» **Problem to work on**:
Can you rewrite the records below with "uniform trousers" replaced by "uniform pants" and everything else left unchanged?

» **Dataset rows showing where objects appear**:
>>>

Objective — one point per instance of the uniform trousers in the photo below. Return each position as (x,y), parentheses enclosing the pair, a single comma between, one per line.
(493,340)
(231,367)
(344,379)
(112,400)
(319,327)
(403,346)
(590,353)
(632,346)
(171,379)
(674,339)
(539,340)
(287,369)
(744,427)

<<<

» **Finished exercise**:
Objective — one point per instance of the uniform pants in the photo below. Return each position as (x,y), parentheses enclosing the pair, a single comma between, one per line.
(493,340)
(231,367)
(344,379)
(112,400)
(319,327)
(403,346)
(590,353)
(632,346)
(171,379)
(674,339)
(539,340)
(287,369)
(744,427)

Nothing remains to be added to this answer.